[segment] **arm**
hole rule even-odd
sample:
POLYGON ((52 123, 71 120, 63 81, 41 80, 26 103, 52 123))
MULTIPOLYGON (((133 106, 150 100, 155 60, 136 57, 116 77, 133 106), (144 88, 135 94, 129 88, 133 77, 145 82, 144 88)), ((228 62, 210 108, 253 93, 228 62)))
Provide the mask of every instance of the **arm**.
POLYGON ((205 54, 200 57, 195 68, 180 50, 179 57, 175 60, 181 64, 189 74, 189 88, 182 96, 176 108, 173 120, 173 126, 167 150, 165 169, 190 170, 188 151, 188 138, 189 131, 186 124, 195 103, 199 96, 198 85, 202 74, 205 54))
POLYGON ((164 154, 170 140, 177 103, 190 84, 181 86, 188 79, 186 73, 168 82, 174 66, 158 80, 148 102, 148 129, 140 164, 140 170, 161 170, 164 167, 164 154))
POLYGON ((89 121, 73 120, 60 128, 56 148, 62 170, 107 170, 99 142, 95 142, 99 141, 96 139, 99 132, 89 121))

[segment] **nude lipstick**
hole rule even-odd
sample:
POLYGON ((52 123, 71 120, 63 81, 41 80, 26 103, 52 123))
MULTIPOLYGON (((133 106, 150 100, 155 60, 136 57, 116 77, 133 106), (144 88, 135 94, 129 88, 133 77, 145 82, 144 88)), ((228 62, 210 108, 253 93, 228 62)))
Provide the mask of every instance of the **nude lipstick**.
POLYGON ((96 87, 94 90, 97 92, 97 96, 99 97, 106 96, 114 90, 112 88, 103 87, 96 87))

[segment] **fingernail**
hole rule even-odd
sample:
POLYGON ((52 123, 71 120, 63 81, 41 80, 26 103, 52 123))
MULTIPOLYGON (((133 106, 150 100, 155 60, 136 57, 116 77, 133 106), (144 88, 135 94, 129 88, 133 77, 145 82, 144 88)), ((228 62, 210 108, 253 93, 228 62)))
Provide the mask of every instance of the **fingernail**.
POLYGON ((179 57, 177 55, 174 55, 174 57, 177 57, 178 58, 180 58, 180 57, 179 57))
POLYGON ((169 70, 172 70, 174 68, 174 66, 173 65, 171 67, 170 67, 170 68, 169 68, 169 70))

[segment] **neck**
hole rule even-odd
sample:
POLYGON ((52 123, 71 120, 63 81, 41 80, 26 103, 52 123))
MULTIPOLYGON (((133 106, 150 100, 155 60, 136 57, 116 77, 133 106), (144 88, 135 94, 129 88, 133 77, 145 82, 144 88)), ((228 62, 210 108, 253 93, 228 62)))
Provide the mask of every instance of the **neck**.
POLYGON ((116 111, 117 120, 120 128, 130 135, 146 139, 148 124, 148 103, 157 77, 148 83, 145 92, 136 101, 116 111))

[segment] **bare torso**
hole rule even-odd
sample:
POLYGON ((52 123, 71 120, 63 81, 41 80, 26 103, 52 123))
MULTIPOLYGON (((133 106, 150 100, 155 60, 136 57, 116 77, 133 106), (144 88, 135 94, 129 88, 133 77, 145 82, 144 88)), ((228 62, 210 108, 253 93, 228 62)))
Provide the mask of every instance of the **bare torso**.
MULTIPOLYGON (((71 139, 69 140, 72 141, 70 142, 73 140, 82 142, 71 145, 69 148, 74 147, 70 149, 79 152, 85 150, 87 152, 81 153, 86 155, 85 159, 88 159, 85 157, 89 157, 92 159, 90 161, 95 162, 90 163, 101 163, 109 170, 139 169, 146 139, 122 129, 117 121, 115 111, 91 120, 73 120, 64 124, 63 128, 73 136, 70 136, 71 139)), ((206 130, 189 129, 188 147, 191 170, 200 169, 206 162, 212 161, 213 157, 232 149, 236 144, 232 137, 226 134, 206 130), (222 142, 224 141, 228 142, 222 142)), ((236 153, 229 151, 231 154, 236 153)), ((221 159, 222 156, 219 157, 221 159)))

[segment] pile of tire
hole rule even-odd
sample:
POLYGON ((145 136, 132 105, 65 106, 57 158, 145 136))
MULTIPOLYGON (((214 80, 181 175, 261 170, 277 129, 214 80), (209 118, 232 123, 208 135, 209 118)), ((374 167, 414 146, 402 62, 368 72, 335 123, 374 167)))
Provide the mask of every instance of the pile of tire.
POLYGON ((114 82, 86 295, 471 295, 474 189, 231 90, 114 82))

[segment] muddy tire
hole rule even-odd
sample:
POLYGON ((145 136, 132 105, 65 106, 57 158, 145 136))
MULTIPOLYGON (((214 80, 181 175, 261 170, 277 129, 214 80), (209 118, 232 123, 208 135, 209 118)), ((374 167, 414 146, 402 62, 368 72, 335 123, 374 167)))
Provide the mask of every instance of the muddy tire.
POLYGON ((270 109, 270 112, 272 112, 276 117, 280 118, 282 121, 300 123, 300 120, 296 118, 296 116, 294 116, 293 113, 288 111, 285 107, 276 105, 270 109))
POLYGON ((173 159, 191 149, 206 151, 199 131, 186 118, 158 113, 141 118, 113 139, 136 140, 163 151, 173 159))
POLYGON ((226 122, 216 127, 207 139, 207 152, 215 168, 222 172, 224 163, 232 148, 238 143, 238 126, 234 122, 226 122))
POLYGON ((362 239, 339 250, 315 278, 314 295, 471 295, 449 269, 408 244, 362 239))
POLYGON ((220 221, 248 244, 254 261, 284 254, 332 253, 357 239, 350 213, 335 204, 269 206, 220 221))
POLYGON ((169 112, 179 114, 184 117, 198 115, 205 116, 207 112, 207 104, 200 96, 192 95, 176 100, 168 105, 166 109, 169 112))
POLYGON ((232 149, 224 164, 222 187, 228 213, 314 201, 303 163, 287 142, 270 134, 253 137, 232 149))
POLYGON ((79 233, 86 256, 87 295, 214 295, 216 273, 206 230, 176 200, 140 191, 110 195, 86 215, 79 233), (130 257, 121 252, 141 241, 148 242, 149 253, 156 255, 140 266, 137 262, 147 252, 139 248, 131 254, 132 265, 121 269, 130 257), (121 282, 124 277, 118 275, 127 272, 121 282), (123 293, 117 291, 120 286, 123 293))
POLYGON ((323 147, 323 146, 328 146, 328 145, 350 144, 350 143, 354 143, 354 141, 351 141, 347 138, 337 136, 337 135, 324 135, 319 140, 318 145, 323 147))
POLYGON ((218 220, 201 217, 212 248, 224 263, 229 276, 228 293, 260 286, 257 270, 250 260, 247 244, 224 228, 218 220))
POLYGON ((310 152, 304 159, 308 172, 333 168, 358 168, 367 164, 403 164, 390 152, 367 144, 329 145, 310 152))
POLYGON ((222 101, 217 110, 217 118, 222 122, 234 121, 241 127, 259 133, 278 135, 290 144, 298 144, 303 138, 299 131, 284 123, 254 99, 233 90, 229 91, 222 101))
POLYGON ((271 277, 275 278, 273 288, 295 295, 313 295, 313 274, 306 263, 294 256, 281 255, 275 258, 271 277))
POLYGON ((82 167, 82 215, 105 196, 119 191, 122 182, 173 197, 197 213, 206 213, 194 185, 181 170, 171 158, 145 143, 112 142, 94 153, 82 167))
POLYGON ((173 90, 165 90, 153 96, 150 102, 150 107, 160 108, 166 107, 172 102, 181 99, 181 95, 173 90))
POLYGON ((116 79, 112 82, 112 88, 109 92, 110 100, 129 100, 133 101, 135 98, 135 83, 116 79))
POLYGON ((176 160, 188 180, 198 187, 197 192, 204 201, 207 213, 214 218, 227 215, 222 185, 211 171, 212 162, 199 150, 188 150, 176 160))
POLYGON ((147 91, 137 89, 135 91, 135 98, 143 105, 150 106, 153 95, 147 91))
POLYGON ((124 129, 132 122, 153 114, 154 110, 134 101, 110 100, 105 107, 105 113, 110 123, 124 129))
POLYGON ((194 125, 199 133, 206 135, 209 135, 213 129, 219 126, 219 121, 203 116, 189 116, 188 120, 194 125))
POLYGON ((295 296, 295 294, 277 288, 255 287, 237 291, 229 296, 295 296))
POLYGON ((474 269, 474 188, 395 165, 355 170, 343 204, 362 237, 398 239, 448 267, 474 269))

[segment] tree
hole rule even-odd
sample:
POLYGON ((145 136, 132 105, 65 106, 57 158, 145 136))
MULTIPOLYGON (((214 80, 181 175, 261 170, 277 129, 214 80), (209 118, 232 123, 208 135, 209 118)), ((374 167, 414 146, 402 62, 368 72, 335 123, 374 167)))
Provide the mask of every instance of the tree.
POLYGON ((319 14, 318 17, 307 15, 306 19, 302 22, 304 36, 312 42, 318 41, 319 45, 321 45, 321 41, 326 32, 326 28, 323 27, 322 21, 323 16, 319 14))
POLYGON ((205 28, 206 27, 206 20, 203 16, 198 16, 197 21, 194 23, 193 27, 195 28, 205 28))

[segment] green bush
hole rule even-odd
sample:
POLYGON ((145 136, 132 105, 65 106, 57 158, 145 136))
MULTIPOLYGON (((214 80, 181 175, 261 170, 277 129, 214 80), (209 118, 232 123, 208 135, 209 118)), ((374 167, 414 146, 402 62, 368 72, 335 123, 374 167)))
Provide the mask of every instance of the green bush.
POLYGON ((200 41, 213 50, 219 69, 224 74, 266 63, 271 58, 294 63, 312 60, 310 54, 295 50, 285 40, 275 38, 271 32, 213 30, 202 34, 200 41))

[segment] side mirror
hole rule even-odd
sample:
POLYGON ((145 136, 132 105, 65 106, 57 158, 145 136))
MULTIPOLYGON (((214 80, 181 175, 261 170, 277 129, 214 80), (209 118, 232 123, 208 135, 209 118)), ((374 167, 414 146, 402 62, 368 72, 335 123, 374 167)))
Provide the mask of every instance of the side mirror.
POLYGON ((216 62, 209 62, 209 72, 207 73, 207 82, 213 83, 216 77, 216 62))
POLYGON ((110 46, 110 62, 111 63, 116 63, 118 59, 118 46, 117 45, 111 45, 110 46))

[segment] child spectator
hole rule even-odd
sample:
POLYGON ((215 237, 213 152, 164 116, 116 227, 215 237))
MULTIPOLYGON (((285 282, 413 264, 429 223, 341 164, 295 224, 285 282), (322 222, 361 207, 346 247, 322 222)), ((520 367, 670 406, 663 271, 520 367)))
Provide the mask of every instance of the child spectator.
_ _ _
> Problem to solve: Update everything from the start of the records down to the line containing "Provide the mask of every instance of the **arm**.", replacing "even-odd" with "nonzero" and leaving all else unchanged.

> Answer below:
[segment] **arm**
hole rule nonzero
sample:
POLYGON ((52 123, 71 120, 63 81, 41 80, 26 103, 52 123))
MULTIPOLYGON (((133 106, 150 100, 155 60, 136 57, 116 77, 133 106), (144 88, 135 94, 129 88, 133 77, 145 82, 144 88)), ((228 62, 210 108, 253 93, 228 62)))
Provide the mask of every instance of the **arm**.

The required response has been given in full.